▶ [The request]
Put every line of the records below into a Markdown table with two columns, Index for the row number and Content for the line, and leave out any blank lines.

▶ [Record list]
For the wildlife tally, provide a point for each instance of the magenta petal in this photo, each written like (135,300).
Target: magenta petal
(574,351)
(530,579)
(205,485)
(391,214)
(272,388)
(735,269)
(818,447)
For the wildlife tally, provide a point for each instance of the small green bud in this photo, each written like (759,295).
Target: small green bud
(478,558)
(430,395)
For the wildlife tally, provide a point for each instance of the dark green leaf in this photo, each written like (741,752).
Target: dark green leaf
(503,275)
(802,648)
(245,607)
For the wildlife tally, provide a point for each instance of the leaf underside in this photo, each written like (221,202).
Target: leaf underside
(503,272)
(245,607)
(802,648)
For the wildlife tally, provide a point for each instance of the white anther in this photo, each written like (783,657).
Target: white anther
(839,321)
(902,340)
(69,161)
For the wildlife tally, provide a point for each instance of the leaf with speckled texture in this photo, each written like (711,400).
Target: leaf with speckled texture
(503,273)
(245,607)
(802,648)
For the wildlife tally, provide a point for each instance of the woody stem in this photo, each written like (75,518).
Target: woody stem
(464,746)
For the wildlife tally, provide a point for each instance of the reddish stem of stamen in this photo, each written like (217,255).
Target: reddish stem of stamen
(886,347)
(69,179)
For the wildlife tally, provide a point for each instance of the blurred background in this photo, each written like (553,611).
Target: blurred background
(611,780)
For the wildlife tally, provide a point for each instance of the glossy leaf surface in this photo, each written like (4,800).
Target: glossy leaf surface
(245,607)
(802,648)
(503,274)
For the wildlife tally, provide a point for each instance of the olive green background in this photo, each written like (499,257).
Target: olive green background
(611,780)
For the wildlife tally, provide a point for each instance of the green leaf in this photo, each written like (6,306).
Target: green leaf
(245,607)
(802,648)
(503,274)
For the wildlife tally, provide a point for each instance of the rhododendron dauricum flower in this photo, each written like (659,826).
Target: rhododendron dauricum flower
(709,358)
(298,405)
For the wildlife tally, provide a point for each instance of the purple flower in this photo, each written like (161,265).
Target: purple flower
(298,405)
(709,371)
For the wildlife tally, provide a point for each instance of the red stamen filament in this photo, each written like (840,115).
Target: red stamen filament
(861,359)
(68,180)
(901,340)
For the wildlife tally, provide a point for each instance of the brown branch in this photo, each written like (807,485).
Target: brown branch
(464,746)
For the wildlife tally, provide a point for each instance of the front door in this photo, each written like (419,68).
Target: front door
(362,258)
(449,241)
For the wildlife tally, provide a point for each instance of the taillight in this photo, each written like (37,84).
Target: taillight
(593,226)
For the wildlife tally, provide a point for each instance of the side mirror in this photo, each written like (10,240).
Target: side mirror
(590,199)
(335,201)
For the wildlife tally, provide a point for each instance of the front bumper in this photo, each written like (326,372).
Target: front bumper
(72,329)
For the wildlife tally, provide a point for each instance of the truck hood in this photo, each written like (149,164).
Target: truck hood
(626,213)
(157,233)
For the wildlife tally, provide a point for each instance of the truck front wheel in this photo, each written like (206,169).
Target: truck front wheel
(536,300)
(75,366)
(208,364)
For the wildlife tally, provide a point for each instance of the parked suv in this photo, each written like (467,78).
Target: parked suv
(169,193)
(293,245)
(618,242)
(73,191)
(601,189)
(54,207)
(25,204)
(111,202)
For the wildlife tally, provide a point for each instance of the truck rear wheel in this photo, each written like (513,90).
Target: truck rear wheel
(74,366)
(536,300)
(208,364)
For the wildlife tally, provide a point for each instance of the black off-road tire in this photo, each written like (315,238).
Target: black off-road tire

▶ [Task response]
| Index | Content |
|---|---|
| 1 | For the wildlife tally, provide a point for each instance of the magenta petal in this photo, each written like (135,300). |
| 2 | Target: magenta petal |
| 3 | (574,351) |
| 4 | (530,579) |
| 5 | (205,485) |
| 6 | (391,214) |
| 7 | (272,388) |
| 8 | (735,269) |
| 9 | (818,447) |
| 10 | For the wildlife tally, provide a point for each instance of the small green bud in this photo, each written like (759,295). |
| 11 | Target: small green bud |
| 12 | (478,558) |
| 13 | (430,395) |
| 14 | For the wildlife tally, provide a point for each instance of the dark green leaf in this photo, each written like (741,752). |
| 15 | Target: dark green leaf |
| 16 | (503,275) |
| 17 | (802,648) |
| 18 | (245,607) |
| 19 | For the wildlife tally, provide a point for each instance of the leaf underside in this photo, each written like (221,202). |
| 20 | Target: leaf underside |
| 21 | (503,272) |
| 22 | (245,607) |
| 23 | (802,648) |
| 24 | For the wildlife tally, provide a point for each instance of the white anther in this photo, each written like (783,657). |
| 25 | Target: white anther |
| 26 | (839,321) |
| 27 | (902,340) |
| 28 | (69,161) |
| 29 | For the wildlife tally, provide a point for each instance of the leaf with speckled texture in this photo, each written like (711,400). |
| 30 | Target: leaf with speckled texture |
| 31 | (503,273) |
| 32 | (245,607) |
| 33 | (802,648) |
| 34 | For the wildlife tally, provide a point for each instance of the woody stem in this photo, each written like (75,518). |
| 35 | Target: woody stem |
| 36 | (464,746) |
| 37 | For the wildlife tally, provide a point for each instance of the reddish stem of stamen in this photo, each written like (217,255). |
| 38 | Target: reddish stem of stamen |
| 39 | (886,347) |
| 40 | (69,179) |
| 41 | For the wildlife tally, provide a point for each instance of the blurred background in this photo, each written like (553,611). |
| 42 | Target: blurred background |
| 43 | (611,780) |
| 44 | For the wildlife tally, provide a point for each instance of the glossy leaf surface in this photo, each written like (4,800). |
| 45 | Target: glossy leaf surface |
| 46 | (245,607) |
| 47 | (802,648) |
| 48 | (503,274) |
| 49 | For the wildlife tally, provide a point for each instance of the olive green background in this photo, each written like (499,257). |
| 50 | Target: olive green background |
| 51 | (611,780) |
| 52 | For the wildlife tally, provide a point for each instance of the green leaf in this photo, each written like (6,306). |
| 53 | Target: green leaf |
| 54 | (245,607) |
| 55 | (802,648) |
| 56 | (503,274) |
| 57 | For the wildlife tally, provide a point for each instance of the rhododendron dauricum flower in this photo, each written like (659,826). |
| 58 | Target: rhododendron dauricum flower |
| 59 | (709,358) |
| 60 | (298,405) |
| 61 | For the wildlife tally, provide a point for each instance of the purple flower in this photo, each written like (161,265). |
| 62 | Target: purple flower |
| 63 | (298,405) |
| 64 | (709,371) |
| 65 | For the wildlife tally, provide a point for each instance of the red stamen filament in this photo, each written like (840,115). |
| 66 | Target: red stamen filament |
| 67 | (861,359) |
| 68 | (68,180) |
| 69 | (901,340) |
| 70 | For the wildlife tally, provide a point for each instance of the brown branch in this photo, each written like (807,485). |
| 71 | Target: brown branch |
| 72 | (464,746) |
| 73 | For the wildlife tally, provide a point for each instance of the front door in this photo, each written like (419,68). |
| 74 | Target: front door |
| 75 | (362,258) |
| 76 | (449,241) |
| 77 | For the wildlife tally, provide a point for each instance of the taillight in this photo, each written like (37,84). |
| 78 | Target: taillight |
| 79 | (593,226) |
| 80 | For the wildlife tally, provide a point for each instance of the side mirror in this photo, each written like (10,240). |
| 81 | Target: side mirror |
| 82 | (590,199) |
| 83 | (335,201) |
| 84 | For the wildlife tally, provide a point for each instance of the front bumper in this photo, each written like (326,372). |
| 85 | Target: front bumper |
| 86 | (72,329) |
| 87 | For the wildlife tally, provide a point for each instance of the truck hood in this photo, each written like (149,164). |
| 88 | Target: truck hood |
| 89 | (626,213) |
| 90 | (157,233) |
| 91 | For the wildlife tally, provide a point for each instance of the truck front wheel in this photo, each written like (206,169). |
| 92 | Target: truck front wheel |
| 93 | (536,300) |
| 94 | (75,366) |
| 95 | (208,364) |
| 96 | For the wildlife tally, provide a point for each instance of the parked suv in this photo, each written like (467,78). |
| 97 | Target: parked suv |
| 98 | (169,193) |
| 99 | (293,245) |
| 100 | (618,242) |
| 101 | (73,191) |
| 102 | (601,189) |
| 103 | (54,207) |
| 104 | (25,204) |
| 105 | (111,202) |
| 106 | For the wildlife tally, provide a point for each instance of the truck rear wheel in this photo, each written like (513,90). |
| 107 | Target: truck rear wheel |
| 108 | (74,366) |
| 109 | (536,300) |
| 110 | (208,364) |
| 111 | For the wildlife tally, provide a point for each instance of the black off-road tire in this photo, each written like (315,238). |
| 112 | Target: black off-road tire |